Source passage:
I was having a few exchanges with successful science-project crowdfunder Ethan Perlstein (@perelste) who apparently was on NPR today. Good for him, good for his project, whee.

This stuff can work fine for small scale projects, one offs, etc. But placing this in the context of an alternative or replacement for major federal funding is deeply flawed.

1) Overhead rate. Now admittedly, not all Universities bother going after their indirect costs for small philanthropic donations. But if a lab tries to exist on this strategy? You can be damn sure they are going to come after indirects. Some Universities do this already. And donors don’t like it. You can bet there’s some fancy tapdancing trying to figure out how to minimize revealing to the medium ticket donors that their donation are getting taxed. The big ones fight it, obvs.

2) Chump change. Sorry but it is. Perlstein raised $25K. The NIH R03 is $50K for two years. The R21 is $275K over two years and the R01, as we’ve discussed, is most typically $250K (in direct costs, mind you) for 4-5 years. There is going to be very, very little that can be accomplished with the kind of cash that is available via crowdfunding.

3) Yeahbut! The uBiome and American Gut projects raised over $600K, man! Yeah, the former is at $286,548 and the latter is at $339,541 as of this writing. Impressive. Right? but the total is less than the cost of two years of NIH R01 funding. And these may be the best examples. Time will show how many of these can go viral and make big bucks, how many can get $25,000 and how many struggle to get $5,000. Color me extremely skeptical on the big-bucks ones.

What the task asks:
Reproduce the part of the crowdfunding post that begins at the words "This stuff can" and stops after "fight it, obvs.". Work from the crowdfunding post alone.

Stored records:
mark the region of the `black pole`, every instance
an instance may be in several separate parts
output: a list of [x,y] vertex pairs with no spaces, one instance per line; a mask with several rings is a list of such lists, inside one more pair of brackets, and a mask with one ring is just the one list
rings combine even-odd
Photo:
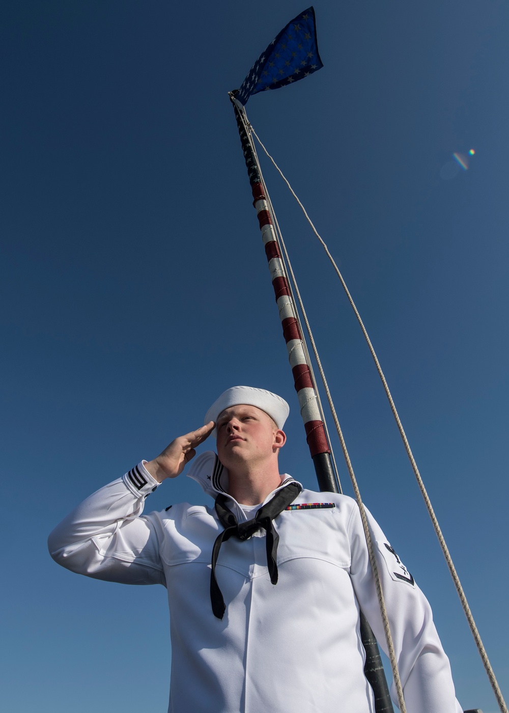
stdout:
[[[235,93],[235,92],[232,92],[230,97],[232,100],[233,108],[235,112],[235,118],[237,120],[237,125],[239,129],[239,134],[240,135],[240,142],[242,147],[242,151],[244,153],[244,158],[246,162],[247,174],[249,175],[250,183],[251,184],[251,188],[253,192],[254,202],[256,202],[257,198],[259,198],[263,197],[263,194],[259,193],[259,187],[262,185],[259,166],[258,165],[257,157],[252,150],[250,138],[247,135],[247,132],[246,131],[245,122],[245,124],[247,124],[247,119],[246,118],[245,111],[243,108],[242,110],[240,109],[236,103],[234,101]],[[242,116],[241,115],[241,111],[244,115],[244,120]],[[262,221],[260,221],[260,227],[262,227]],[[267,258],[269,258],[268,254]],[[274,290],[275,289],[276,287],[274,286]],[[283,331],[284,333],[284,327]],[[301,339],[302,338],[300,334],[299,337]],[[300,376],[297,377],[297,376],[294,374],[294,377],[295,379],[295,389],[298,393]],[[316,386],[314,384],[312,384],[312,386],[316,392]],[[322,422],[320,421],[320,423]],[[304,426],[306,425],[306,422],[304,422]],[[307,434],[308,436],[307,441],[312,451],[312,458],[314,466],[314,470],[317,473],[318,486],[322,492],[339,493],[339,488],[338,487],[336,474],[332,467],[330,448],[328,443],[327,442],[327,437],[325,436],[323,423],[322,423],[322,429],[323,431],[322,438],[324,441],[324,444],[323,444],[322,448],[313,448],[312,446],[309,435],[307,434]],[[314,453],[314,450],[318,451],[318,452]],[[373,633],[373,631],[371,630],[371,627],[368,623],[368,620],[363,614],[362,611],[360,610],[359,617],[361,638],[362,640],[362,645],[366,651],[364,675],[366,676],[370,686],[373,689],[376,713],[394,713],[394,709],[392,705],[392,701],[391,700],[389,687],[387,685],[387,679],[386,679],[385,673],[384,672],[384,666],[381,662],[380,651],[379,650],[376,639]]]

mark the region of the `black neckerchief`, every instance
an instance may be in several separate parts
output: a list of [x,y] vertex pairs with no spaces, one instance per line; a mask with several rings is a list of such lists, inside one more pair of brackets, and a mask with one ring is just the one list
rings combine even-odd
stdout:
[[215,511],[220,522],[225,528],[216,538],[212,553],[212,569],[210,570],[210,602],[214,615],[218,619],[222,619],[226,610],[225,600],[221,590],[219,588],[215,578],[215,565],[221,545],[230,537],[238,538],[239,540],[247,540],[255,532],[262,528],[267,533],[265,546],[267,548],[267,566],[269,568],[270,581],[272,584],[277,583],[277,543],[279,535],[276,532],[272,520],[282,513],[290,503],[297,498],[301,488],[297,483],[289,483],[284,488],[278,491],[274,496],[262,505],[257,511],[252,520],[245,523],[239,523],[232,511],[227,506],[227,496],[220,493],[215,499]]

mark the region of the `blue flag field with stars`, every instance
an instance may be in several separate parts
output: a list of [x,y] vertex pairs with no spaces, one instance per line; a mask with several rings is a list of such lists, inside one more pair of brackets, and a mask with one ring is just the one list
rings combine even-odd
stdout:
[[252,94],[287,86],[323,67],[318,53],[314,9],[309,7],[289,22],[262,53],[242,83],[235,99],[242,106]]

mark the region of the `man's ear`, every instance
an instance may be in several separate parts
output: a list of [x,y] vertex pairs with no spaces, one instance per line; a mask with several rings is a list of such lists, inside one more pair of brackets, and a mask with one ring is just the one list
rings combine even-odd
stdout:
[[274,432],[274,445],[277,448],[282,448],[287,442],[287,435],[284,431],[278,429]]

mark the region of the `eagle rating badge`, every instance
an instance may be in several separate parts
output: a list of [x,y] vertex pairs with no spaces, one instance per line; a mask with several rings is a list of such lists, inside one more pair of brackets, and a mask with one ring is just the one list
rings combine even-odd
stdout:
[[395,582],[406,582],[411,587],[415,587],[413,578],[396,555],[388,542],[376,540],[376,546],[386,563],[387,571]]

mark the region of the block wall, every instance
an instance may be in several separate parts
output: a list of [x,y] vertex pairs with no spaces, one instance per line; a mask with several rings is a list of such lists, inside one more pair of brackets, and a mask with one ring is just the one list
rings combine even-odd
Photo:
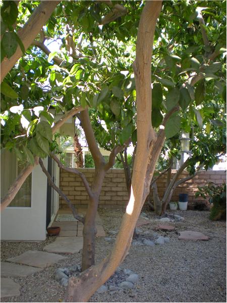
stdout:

Written solution:
This stuff can work fine for small scale projects, one offs, etc. But placing this in the context of an alternative or replacement for major federal funding is deeply flawed.

1) Overhead rate. Now admittedly, not all Universities bother going after their indirect costs for small philanthropic donations. But if a lab tries to exist on this strategy? You can be damn sure they are going to come after indirects. Some Universities do this already. And donors don’t like it. You can bet there’s some fancy tapdancing trying to figure out how to minimize revealing to the medium ticket donors that their donation are getting taxed. The big ones fight it, obvs.